----- MATERIAL -----
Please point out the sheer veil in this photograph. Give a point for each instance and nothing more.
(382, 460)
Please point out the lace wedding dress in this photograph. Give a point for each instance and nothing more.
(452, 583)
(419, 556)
-----
**TASK STATEMENT**
Copy the data above in full, character for character.

**SOLUTION FOR THIS EXERCISE**
Please point out the sheer veil in this photograph. Give a point for each instance and nothing more.
(382, 460)
Please point out the lace wedding dress in this photograph. Give a point for each instance and nothing more.
(452, 583)
(419, 556)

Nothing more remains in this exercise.